**Texte:**

Changement climatique : des assolements pour construire le futur

Quelles adaptations culturales faut-il mettre en œuvre pour mieux utiliser l’eau et préserver son revenu ? Des questions auxquelles s’est efforcé de répondre le projet Climassol, en Nouvelle-Aquitaine.
Scénarios d'adaptation au changement climatique dans le Sud-Ouest

Sur deux territoires de Nouvelle-Aquitaine, en Lot-et-Garonne et Charente, des dispositifs participatifs ont mobilisé différents acteurs agricoles (agriculteurs, conseillers techniques de chambres d’agricultures et d’organismes économiques, experts régionaux d’Arvalis) pour aboutir à la construction d’une ferme-type représentative de chaque secteur. Des scénarios d’assolements d’adaptation au changement climatique ont ensuite été élaborés lors de ces ateliers participatifs. Ces scénarios ont été évalués à l'aide de l'outil ASALEE, créé par Arvalis et ses partenaires (encadré).

**Objectif 1:** Dans le texte sur le projet Climassol, quel outil a servi à évaluer les scénarios d'assolements ?
**Objectif 2:**
Dites si chacune des affirmations suivantes s'accorde avec le texte sur le projet Climassol, en citant les mots du texte qui tranchent.
(a) Le projet Climassol s'est déroulé en Occitanie.
(b) Les ateliers participatifs ont abouti à une ferme-type représentative de chaque secteur.
(c) Les deux territoires étudiés sont le Lot-et-Garonne et la Gironde.
**Objectif 3:** Poursuivez le texte sur le projet Climassol à partir de sa dernière phrase.

**Éléments:**
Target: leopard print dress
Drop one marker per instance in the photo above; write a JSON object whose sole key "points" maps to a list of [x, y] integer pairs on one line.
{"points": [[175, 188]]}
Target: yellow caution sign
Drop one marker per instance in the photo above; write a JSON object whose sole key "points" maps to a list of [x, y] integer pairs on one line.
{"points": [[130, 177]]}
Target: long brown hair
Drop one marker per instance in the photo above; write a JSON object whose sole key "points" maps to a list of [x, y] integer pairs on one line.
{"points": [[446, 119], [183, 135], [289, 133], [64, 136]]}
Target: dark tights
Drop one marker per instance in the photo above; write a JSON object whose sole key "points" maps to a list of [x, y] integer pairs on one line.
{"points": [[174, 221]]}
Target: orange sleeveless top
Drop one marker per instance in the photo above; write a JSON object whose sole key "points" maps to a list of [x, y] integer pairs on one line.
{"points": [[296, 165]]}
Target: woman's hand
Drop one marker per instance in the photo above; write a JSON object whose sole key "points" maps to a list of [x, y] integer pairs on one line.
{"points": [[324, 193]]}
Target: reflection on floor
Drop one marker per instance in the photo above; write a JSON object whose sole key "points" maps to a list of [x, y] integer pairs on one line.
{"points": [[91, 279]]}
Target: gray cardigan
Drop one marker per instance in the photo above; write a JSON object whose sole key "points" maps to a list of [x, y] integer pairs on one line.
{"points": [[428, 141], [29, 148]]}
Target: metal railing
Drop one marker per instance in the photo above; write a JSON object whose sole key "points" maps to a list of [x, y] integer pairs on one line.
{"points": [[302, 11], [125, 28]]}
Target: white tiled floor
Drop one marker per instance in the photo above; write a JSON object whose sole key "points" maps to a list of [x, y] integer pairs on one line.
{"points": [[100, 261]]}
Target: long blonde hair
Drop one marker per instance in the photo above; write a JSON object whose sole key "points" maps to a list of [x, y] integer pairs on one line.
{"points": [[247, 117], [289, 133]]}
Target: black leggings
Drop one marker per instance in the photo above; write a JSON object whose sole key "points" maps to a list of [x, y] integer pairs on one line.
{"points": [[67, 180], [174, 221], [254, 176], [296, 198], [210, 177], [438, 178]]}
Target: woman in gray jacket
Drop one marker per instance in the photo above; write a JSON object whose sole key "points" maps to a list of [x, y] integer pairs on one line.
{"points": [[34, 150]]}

**Réponse rédigée 1:** L'outil ASALEE, créé par Arvalis et ses partenaires.

**Réponse rédigée 2:**
(a) Non : « en Nouvelle-Aquitaine ».
(b) Oui : « pour aboutir à la construction d’une ferme-type représentative de chaque secteur ».
(c) Non : « en Lot-et-Garonne et Charente ».

**Réponse rédigée 3:**
Les simulations reposent sur l’utilisation de projections climatiques issues des travaux du GIEC (groupe d'experts intergouvernemental sur l'évolution du climat). Deux profils climatiques représentatifs de l’évolution des émissions de gaz à effets de serre ont été choisis : le profil « RCP 4.5 » (+ 1,1 à + 2,6°C d’élévation de la température moyenne en 2100), qui projette une stabilisation des émissions de gaz à effet de serre, et le « RCP 8.5 » (+ 2,6 à + 4,6°C en 2100), scénario pessimiste qui se traduit par une augmentation des émissions de gaz à effet de serre. Les résultats comparent les périodes 1980-2000 et 2040-2060.

Une réduction des marges nettes des cultures au cours des prochaines années est la tendance générale démontrée dans cette étude, quel que soit le contexte de l’exploitation et le type d’assolement considéré. Pour les années à venir, le niveau de marge nette simulé dépend de plusieurs facteurs : scénario climatique considéré, solidité économique de l’exploitation et niveau initial de marge, prix de vente des cultures, contexte pédoclimatique et accès à des leviers d’adaptation (irrigation, allongement de la rotation, introduction de cultures contractuelles à valeur ajoutée…).

On constate que les agriculteurs de ces territoires ont déjà commencé à modifier leurs assolements en augmentant la sole de blé tendre, aux dépends des cultures estivales, et en adaptant les stratégies d’irrigation à l’évolution du climat et à la disponibilité des ressources en eau.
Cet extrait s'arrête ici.